## [Texto de leitura]
27.5.10

SER MODERNO É TUDO

Tenho angariado, com uma velocidade impressionante graças às redes sociais, mais e mais detratores. Gente que, franca e sinceramente, não me tira nem o sono e nem a disposição de seguir em frente apontando meu dedo indicador polemista em direção a tudo aquilo que, mais que me incomodar, fomenta a construção de uma sociedade doentia onde a novidade - a todo custo - é o que todos buscam sem um mínimo de visão crítica capaz de fazer essa gente enxergar o ridículo que protagoniza. Explico. Se eu critico Roberta Sudbrack e sua food experience, se eu digo que acho lastimável que a ex-cozinheira de FHC tenha publicado um livro de alta gastronomia para cães, se eu digo que acho esquizofrênico a dita cuja escrever que batata dança, que pepino canta e que pão ronca e que acho incompreensível que milhares de pessoas delirem por conta disso (tem até quem confesse chorar diante dos pratos preparados por ela), se eu digo que acho lamentáveis os textos de Cora Rónai, a porta-voz de Moacyr Luz (o mesmo que chama Roberta Sudbrack de fada), se eu digo que não é possível admiti-la, mais uma vez, escrevendo no caderno de esportes durante a Copa do Mundo, se eu digo que o ASTOR BAR é só mais um ramo de uma empresa exitosa e lucrativa que nada tem a ver com o Rio de Janeiro e sua melhor tradição no ramo de botequins, se eu mostro, por "a" mais "b", que o Moacyr Luz é uma espécie de girassol de carne e osso (vira-se para o ponto mais iluminado do palco, sempre!) se desdizendo diuturnamente, pronto: aumenta o número dos que me julgam mal sem parar pra pensar (porque se pensassem, veriam o ridículo que é o teor de seus próprios discursos). Repito: não me importo.

## [Detalhes da tarefa]
Indique os alimentos que, conforme o texto de leitura, Roberta Sudbrack escreveu que dançam, cantam ou roncam, com a ação atribuída a cada um.

## [Informações fornecidas]
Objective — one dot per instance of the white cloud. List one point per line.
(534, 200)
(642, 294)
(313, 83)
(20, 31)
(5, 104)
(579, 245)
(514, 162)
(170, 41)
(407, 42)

## [Resultado do exercício]
Batata: dança
Pepino: canta
Pão: ronca